Your assignment:
For the listing below, print exactly the lines from the line with "Tag every instance of the eel eye" to the line with "Tag every instance of the eel open", both included, and nothing beyond them.

━━━━━━━━━━━━━━━━

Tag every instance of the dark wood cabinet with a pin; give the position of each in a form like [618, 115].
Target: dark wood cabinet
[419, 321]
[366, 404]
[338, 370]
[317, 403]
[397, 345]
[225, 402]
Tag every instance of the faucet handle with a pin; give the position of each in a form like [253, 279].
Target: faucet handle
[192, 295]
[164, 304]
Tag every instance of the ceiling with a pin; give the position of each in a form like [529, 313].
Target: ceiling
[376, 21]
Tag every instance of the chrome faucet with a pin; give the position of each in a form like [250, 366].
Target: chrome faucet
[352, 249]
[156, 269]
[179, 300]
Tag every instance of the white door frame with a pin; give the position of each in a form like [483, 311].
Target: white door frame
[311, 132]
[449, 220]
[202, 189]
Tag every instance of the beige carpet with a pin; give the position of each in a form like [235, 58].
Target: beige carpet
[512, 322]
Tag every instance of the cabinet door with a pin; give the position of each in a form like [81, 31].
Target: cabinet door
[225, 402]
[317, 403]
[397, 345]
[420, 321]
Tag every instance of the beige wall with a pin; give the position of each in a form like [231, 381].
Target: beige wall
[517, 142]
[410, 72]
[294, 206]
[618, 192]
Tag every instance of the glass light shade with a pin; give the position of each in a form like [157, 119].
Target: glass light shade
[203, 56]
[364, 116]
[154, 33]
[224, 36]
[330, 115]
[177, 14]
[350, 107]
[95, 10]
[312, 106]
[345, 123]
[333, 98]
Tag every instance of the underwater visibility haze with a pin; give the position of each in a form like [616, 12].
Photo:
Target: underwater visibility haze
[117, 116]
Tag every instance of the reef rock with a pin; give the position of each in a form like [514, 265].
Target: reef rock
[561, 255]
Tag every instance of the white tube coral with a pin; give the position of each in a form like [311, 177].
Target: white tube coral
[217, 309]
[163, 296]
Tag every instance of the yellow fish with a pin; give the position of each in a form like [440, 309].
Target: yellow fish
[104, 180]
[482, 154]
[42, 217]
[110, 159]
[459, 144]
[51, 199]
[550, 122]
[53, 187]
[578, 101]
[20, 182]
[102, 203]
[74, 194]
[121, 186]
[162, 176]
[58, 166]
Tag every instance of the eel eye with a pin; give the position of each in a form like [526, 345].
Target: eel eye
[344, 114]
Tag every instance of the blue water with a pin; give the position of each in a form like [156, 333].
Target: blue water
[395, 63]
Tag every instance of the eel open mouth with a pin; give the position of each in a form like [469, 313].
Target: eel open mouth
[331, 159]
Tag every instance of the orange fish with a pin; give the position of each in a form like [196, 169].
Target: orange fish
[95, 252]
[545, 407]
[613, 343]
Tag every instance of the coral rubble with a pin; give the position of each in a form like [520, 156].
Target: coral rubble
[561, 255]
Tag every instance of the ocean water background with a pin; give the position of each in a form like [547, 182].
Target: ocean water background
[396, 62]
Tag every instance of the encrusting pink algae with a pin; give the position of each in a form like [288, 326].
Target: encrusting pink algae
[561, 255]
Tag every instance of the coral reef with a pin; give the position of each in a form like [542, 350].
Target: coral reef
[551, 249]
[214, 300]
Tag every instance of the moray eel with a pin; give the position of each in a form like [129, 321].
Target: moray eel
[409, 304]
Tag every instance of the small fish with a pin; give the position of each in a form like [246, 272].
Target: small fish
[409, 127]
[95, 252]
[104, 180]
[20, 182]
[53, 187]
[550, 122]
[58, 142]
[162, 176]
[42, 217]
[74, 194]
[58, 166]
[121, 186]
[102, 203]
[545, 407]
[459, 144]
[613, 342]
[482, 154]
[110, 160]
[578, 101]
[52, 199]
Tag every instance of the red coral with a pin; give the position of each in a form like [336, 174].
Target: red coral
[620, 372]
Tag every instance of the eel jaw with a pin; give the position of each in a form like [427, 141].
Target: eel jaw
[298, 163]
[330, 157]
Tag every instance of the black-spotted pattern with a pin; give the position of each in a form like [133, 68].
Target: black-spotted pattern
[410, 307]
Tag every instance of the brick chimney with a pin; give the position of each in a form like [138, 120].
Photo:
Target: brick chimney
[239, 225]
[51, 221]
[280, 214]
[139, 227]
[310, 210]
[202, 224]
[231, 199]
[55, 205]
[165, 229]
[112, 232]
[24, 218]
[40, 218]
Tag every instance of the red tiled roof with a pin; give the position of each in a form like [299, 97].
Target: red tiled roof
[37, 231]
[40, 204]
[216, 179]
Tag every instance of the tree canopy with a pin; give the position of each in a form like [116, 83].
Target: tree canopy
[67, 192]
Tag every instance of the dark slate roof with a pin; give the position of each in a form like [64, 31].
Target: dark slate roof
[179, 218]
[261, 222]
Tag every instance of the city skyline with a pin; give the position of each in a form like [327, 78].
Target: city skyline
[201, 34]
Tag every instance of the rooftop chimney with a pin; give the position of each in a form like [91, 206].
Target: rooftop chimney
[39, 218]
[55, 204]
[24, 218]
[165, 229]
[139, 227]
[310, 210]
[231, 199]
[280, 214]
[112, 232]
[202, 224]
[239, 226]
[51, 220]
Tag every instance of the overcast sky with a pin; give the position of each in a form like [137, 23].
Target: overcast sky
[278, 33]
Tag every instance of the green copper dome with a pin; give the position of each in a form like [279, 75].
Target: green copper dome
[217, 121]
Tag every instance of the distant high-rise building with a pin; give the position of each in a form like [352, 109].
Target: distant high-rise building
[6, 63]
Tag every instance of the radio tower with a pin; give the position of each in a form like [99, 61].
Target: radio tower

━━━━━━━━━━━━━━━━

Solution to the exercise:
Tag every instance of the eel eye with a pin; give the position of each in a form like [526, 345].
Target: eel eye
[344, 114]
Tag every instance of the blue water with a pin; give the position of each in a form like [156, 333].
Target: blue water
[395, 63]
Tag every instance of the eel open mouth with a pin; give the position of each in a form like [469, 313].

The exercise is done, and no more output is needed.